- _WRITTEN TASK A_
According to the business continuity page, what does Forrester Research estimate the hourly cost of business outages to be?

- _PAGE_
================

A company’s ability to avoid downtime and power outages in the face of natural disasters, international or domestic terror threats and large scale theft or security threats is the backbone of their survival. As demonstrated during 2012’s Hurricane Sandy storm, relying on human power and remote server backup systems is not enough for business continuity planning. It is simply inadequate. Forrester Research estimates the cost per hour of outages for businesses at $110,000. A single day of downtime can cost a company upwards of $2 million in lost revenue and expense. Therefore, a fool proof, reliable and thoroughly planned and tested business continuity plan is critical.

What are considered the best practices for business continuity in today’s IT world? Below we have listed and explored the top five business continuity best practices.

Five Best Practices for Business Continuity:

1. Automate Everything: Far too many businesses are still relying on manual, human powered recovery systems. Remote data and power centers are the leading business continuity plan. The problem with this strategy is that it relies on employees and business owners being able to access their remote facilities. In the event of a serious and widespread disaster or terror threat, these centers are often simply inaccessible. If your staff cannot get to the remote data centers, they are rendered ineffective.

================

- _INPUT ROWS_
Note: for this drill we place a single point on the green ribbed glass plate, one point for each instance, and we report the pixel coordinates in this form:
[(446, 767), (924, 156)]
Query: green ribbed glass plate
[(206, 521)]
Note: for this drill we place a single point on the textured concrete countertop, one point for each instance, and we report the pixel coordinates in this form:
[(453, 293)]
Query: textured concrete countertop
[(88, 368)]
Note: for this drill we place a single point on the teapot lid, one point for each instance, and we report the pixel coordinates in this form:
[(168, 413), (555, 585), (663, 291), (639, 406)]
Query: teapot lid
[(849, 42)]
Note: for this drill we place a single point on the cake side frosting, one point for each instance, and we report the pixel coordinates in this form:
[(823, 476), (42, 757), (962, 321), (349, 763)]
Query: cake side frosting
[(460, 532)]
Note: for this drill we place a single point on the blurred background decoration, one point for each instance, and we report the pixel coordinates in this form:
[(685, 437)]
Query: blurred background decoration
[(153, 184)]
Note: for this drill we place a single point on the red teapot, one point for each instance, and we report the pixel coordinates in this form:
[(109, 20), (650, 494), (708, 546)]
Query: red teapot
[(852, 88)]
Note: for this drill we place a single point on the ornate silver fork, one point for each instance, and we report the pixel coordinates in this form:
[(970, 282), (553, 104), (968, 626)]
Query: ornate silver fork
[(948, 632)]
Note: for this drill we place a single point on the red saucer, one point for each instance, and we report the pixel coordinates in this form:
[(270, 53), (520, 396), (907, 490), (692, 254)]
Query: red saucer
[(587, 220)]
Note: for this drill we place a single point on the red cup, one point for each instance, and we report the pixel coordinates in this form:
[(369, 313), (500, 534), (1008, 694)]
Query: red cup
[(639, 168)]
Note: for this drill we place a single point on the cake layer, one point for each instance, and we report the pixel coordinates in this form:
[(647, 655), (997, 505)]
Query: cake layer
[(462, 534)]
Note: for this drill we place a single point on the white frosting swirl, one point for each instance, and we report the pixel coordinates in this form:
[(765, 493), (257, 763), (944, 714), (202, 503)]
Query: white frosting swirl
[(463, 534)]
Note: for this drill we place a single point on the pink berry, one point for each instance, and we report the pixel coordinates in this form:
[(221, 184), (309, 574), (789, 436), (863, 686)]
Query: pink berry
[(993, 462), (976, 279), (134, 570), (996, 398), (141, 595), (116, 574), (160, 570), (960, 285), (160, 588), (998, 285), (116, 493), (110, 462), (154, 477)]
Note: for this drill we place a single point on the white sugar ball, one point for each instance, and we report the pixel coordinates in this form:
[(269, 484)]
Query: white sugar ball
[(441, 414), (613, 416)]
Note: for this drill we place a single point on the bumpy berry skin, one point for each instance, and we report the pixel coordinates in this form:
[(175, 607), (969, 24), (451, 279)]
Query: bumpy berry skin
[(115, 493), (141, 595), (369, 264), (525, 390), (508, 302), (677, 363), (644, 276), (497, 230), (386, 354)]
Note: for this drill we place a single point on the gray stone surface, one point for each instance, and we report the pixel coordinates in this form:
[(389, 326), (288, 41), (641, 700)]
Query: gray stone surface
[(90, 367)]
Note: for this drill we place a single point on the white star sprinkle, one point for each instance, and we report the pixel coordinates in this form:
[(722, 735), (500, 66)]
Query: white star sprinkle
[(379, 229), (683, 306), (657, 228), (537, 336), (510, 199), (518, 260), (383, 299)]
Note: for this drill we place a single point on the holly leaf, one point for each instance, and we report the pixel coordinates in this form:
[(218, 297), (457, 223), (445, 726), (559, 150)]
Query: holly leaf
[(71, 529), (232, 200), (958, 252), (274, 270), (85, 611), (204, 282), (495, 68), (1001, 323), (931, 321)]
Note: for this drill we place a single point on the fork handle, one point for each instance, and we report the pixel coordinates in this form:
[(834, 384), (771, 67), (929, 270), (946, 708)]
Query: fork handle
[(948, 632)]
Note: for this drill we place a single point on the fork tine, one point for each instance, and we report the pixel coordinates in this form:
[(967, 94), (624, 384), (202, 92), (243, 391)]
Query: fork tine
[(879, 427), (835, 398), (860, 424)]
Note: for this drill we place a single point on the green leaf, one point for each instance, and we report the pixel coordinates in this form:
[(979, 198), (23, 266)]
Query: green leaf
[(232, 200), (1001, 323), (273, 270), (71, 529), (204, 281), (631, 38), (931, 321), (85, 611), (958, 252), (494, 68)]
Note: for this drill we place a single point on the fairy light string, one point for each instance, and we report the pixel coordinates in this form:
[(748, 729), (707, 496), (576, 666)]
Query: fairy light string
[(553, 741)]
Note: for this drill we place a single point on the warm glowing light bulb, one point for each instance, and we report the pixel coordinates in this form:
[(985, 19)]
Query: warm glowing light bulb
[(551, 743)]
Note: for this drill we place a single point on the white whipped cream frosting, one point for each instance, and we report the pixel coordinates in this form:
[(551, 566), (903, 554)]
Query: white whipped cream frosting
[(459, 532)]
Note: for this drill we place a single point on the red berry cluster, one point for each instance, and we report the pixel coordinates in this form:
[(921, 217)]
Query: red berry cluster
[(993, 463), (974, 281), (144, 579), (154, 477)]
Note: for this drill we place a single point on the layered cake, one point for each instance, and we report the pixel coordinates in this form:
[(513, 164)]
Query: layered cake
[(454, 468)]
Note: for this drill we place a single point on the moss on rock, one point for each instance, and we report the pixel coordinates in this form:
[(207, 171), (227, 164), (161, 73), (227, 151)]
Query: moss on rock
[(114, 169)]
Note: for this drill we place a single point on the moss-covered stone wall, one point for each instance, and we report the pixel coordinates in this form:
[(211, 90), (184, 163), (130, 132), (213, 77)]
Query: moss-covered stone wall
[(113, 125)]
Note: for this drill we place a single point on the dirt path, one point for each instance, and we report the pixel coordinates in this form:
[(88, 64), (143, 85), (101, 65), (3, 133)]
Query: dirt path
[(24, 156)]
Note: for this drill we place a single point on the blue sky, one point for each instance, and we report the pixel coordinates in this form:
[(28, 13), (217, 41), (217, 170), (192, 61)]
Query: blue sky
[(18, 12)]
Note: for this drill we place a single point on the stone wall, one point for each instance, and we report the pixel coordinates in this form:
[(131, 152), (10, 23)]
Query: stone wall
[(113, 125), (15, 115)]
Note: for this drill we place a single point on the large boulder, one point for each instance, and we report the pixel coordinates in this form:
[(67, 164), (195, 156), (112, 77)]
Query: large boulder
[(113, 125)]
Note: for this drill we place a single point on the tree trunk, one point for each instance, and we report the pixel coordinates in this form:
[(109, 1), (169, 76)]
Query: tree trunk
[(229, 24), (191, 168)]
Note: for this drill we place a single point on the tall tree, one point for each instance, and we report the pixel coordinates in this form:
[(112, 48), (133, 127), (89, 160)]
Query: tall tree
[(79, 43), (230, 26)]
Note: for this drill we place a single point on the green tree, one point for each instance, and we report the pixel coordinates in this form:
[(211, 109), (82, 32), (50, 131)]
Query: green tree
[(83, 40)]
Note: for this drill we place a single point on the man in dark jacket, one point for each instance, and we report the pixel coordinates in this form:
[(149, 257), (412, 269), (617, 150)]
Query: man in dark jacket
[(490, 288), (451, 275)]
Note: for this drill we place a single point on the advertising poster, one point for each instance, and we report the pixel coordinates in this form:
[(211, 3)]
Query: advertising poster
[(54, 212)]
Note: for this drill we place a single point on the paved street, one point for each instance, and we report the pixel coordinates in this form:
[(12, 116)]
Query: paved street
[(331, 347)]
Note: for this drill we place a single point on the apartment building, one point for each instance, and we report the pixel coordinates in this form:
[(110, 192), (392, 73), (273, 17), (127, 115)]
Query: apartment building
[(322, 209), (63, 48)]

================

- _WRITTEN TASK B_
Retype the rows, beginning at the line that has "red cup, one" and stopping after the line that has "[(463, 534)]".

- _WORKED SOLUTION A_
$110,000 per hour.

- _WORKED SOLUTION B_
Note: for this drill we place a single point on the red cup, one point for each instance, and we report the pixel coordinates in this form:
[(369, 313), (500, 534), (1008, 694)]
Query: red cup
[(639, 168)]
Note: for this drill we place a single point on the cake layer, one point for each instance, and we report the pixel coordinates in this form:
[(647, 655), (997, 505)]
Query: cake layer
[(462, 534)]
Note: for this drill we place a single point on the white frosting swirl, one point for each instance, and we report the pixel coordinates in this form:
[(765, 493), (257, 763), (944, 714), (202, 503)]
Query: white frosting swirl
[(463, 534)]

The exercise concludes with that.